Available data -
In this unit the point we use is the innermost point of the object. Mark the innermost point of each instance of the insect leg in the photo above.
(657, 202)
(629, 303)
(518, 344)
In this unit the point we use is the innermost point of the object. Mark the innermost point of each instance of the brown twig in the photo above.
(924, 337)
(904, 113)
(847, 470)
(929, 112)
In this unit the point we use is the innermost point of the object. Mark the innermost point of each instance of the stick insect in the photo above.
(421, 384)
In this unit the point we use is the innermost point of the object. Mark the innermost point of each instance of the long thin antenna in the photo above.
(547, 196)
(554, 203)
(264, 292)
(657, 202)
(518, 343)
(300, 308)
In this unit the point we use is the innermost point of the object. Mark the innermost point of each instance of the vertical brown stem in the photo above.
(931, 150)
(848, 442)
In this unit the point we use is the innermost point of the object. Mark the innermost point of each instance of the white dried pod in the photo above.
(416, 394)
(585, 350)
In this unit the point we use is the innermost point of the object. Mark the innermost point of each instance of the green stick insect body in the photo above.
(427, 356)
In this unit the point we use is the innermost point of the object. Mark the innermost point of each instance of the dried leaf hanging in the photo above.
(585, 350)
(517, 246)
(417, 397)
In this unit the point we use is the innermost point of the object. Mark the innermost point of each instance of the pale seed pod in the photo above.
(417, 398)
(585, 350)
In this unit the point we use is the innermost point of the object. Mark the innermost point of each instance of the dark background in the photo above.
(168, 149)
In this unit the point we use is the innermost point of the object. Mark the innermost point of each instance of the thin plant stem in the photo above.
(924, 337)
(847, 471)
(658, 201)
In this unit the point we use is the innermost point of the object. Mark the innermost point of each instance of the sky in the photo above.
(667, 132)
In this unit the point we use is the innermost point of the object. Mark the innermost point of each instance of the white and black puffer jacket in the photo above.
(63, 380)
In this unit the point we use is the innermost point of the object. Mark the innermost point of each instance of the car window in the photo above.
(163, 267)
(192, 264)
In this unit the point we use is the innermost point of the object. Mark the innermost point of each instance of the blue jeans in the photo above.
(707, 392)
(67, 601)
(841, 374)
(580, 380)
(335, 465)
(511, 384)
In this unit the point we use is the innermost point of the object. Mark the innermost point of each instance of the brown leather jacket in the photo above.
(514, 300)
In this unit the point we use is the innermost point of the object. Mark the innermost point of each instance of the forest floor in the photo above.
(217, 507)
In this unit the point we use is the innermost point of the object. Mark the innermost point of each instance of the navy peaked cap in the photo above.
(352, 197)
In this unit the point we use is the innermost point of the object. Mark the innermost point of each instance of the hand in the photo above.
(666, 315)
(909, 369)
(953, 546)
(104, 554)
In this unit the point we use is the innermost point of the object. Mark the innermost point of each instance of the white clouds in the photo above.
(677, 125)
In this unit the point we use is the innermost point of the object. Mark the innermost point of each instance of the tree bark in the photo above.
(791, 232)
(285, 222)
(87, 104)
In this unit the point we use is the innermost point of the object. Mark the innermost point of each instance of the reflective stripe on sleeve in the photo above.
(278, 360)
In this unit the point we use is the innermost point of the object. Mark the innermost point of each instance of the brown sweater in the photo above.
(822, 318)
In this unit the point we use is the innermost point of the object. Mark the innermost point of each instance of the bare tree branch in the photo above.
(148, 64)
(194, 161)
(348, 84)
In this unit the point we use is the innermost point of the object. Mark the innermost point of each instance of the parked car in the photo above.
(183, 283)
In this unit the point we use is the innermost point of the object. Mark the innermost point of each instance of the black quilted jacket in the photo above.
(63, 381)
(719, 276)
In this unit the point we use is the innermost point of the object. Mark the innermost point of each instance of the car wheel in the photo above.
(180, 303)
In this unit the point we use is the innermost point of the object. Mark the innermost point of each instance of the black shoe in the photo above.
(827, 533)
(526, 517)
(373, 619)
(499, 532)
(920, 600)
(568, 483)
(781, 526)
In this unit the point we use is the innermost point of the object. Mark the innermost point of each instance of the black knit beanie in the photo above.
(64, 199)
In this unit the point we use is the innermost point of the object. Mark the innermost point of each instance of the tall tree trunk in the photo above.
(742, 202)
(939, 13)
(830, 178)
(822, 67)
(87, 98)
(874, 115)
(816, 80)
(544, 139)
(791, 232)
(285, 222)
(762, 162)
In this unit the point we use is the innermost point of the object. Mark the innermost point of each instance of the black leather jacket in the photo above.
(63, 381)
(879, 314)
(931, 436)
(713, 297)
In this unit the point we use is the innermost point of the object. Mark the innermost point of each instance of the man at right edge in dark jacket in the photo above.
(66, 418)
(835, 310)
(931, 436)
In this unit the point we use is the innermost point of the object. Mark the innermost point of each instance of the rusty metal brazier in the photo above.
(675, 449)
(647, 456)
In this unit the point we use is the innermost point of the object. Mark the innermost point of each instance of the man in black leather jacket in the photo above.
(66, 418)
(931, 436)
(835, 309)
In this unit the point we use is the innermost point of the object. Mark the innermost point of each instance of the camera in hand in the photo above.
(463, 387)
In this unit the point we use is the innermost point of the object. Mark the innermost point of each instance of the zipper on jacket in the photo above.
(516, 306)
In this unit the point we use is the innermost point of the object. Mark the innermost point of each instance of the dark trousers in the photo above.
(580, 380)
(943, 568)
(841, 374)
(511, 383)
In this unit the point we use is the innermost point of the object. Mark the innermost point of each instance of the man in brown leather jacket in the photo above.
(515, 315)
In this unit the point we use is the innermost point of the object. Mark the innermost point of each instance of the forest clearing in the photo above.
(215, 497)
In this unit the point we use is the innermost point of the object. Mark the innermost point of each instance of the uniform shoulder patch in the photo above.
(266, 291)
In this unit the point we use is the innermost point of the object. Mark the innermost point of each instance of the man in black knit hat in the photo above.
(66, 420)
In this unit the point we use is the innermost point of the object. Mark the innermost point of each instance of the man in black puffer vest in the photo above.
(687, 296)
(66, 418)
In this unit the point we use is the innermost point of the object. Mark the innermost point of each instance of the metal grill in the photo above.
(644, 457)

Task prompt -
Copy out every line from the one containing "in brown leather jacket in the photo above." through the end of the listing, both ends included and requests kept, and shift each coordinate in the answers by -112.

Task result -
In this unit the point we use is the innermost point of the object. Mark the innermost point of each instance of the man in brown leather jacket in the photo above.
(403, 203)
In this unit the point we use is the innermost point of the object. Mark the innermost point of each instance of the forest clearing in the photo above.
(103, 385)
In this unit the point we use is the innermost point of the object. Mark the innermost point of each instance of the uniform shoulder patch in the photo above.
(154, 179)
In this unit the point we use is the innermost point of the object. Mark the innermost point of each instance of the man in black knit hat in the photo above.
(-46, 308)
In this unit the point we use is the innermost point of the object. Mark the innermost point of each instance of the man in black puffer vest in the photo above.
(575, 184)
(-46, 306)
In this unit the point we use is the innermost point of the object. Mark the innermost point of each instance of the metal grill in the photo above.
(532, 345)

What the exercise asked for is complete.